Every line of the records below that holds the word "screen" should be copied out.

Supplied information =>
- Opening Delimiter -

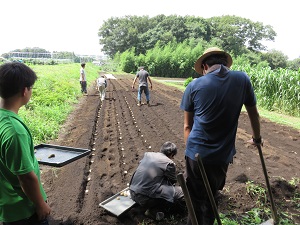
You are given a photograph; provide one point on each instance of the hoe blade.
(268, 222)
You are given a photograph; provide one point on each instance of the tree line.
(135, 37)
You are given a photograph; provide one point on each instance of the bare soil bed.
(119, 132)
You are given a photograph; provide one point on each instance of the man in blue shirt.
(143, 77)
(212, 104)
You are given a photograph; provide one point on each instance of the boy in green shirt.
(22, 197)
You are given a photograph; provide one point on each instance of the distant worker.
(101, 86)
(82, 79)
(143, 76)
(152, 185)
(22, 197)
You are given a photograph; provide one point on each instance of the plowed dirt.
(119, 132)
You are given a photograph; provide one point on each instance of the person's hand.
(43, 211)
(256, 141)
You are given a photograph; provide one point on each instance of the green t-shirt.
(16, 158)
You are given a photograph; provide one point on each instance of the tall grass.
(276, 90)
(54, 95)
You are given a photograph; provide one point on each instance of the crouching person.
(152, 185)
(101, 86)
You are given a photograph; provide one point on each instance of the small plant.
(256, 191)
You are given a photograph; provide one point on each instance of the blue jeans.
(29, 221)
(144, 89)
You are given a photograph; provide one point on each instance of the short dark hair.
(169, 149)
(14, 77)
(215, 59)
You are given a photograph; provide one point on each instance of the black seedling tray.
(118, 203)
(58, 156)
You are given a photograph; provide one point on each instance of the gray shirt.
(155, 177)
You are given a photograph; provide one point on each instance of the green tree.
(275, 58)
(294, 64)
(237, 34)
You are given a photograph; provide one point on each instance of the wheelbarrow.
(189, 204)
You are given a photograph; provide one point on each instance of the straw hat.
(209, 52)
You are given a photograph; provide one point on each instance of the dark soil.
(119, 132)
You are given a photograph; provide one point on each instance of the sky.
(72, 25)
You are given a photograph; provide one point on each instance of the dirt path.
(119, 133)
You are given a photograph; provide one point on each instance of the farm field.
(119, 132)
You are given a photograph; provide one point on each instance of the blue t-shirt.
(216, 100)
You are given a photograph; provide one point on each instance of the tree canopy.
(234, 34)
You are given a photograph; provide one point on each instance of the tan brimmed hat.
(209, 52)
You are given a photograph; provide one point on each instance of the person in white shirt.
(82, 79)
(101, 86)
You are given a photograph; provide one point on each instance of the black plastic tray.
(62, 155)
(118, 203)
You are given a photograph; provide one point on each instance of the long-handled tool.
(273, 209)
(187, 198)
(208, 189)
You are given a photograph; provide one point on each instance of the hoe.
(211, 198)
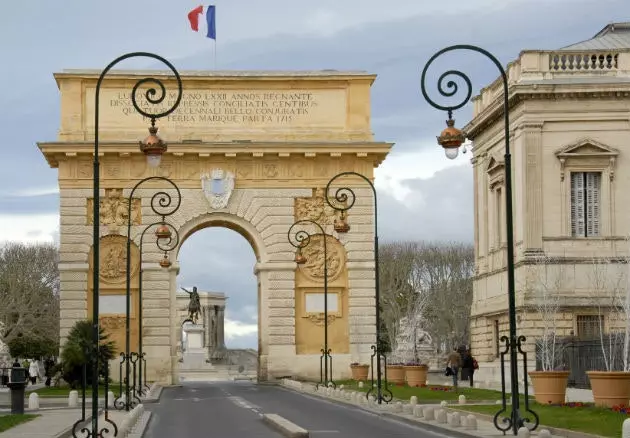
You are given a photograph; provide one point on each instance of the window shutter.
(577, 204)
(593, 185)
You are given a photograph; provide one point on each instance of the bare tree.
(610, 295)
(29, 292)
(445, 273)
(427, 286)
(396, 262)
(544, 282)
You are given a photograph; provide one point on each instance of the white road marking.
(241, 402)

- Closing Delimiter -
- Opening Delimiter -

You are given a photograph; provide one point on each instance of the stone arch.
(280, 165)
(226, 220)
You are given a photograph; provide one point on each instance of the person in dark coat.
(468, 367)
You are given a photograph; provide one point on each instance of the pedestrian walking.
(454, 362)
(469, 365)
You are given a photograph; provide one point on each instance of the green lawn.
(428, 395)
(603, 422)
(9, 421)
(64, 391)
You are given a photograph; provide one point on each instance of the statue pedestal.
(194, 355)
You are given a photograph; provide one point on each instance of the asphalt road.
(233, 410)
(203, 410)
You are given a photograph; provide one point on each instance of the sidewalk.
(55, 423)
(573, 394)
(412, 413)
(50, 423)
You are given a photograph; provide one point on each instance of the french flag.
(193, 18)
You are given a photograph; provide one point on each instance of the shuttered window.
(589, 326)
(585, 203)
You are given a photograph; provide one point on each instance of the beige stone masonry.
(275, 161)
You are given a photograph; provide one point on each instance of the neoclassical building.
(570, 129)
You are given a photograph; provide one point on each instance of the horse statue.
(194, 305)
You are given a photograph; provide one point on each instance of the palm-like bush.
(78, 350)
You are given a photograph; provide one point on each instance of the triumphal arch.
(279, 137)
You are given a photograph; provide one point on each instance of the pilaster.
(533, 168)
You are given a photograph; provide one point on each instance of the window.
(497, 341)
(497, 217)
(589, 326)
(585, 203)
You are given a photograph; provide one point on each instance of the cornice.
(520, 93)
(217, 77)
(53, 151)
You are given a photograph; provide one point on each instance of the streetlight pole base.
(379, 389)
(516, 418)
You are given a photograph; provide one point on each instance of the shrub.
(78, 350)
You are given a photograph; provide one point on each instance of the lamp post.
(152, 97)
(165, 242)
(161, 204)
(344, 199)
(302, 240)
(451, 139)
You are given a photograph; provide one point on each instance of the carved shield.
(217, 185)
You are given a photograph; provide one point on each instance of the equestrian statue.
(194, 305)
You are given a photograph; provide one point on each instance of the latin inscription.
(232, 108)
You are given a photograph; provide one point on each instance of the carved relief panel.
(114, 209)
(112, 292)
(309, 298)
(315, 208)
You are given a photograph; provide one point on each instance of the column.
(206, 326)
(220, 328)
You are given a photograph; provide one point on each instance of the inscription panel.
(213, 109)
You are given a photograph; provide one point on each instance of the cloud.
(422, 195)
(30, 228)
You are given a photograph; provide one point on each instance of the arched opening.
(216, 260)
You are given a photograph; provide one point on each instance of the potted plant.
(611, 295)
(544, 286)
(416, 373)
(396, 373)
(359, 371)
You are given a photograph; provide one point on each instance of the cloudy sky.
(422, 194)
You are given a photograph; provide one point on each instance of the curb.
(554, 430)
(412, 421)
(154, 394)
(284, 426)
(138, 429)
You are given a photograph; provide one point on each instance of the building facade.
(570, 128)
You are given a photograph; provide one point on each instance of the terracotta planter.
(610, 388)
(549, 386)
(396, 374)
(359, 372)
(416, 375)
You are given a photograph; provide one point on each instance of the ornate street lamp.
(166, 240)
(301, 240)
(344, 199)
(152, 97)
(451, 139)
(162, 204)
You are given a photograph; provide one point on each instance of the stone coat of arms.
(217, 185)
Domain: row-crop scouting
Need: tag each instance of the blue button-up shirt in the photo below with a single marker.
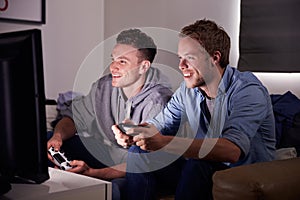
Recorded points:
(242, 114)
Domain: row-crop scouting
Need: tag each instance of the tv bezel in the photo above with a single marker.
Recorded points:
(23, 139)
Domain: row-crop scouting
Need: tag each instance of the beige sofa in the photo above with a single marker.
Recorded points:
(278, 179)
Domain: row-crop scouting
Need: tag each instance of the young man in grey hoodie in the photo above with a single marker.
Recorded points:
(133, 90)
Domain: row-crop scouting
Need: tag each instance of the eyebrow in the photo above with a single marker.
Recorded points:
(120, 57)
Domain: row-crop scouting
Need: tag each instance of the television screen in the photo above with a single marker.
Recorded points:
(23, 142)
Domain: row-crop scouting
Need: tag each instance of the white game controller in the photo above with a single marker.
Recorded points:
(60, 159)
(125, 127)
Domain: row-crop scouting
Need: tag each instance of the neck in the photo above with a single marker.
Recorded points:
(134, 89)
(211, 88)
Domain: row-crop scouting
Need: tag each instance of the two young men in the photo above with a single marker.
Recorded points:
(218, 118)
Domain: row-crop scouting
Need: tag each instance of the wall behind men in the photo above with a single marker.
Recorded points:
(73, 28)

- Closing Delimiter -
- Opening Delimiter -

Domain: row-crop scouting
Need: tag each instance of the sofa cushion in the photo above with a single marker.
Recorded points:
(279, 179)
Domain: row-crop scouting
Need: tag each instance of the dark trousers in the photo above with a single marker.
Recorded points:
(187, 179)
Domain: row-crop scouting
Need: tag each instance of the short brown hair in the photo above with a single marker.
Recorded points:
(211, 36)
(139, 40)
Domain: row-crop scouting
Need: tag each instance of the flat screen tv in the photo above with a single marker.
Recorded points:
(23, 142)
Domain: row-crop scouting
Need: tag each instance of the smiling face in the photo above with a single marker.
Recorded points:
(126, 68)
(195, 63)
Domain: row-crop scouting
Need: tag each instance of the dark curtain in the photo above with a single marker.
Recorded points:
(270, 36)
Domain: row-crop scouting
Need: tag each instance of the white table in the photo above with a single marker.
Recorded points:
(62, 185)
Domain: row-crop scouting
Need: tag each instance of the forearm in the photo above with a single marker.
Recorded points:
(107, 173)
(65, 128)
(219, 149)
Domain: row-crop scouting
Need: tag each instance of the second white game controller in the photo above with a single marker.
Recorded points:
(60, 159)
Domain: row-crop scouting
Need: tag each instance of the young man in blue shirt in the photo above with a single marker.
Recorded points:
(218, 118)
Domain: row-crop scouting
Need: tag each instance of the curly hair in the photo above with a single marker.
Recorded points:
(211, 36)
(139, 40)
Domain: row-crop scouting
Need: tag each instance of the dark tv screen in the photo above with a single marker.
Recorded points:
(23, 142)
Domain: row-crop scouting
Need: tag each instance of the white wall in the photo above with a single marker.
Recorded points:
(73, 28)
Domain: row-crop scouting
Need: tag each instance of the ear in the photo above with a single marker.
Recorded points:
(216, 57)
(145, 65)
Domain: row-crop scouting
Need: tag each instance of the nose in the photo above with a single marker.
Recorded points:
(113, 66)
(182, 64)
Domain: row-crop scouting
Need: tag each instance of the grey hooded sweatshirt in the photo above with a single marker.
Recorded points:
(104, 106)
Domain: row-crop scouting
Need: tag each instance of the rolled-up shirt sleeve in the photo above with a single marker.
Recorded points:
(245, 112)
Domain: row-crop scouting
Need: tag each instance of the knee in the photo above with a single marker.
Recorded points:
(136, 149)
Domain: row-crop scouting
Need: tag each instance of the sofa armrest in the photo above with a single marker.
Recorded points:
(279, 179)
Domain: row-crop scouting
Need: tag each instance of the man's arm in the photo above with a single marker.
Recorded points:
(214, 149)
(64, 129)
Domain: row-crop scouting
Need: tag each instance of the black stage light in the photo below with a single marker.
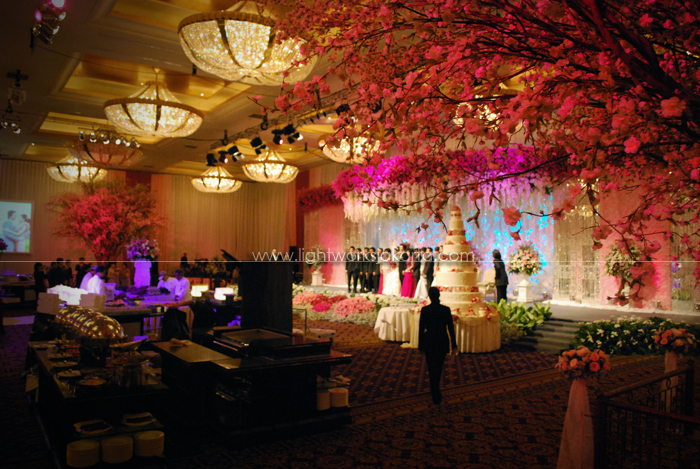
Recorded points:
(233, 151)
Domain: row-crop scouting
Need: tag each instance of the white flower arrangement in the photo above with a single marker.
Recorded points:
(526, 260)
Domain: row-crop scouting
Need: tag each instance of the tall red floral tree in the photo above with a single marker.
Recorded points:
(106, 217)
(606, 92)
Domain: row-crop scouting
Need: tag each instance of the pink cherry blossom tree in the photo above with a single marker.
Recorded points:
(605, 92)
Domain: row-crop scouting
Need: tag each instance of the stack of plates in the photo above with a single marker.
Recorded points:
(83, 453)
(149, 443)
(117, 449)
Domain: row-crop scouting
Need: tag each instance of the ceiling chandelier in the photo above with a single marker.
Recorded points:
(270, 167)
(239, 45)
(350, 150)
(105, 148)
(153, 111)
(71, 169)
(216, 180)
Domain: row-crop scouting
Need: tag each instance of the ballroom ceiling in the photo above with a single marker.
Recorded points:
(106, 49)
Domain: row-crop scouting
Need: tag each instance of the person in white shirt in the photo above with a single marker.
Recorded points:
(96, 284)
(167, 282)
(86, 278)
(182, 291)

- Closing Delimiter -

Solution for this task =>
Need: tag each instance of the television screen in the photo above with a single marker.
Need: tag each instance of the flat screen tv in the photo above with a single marker.
Need: tag each instance of the dark tv screen in the photo above with a single marker.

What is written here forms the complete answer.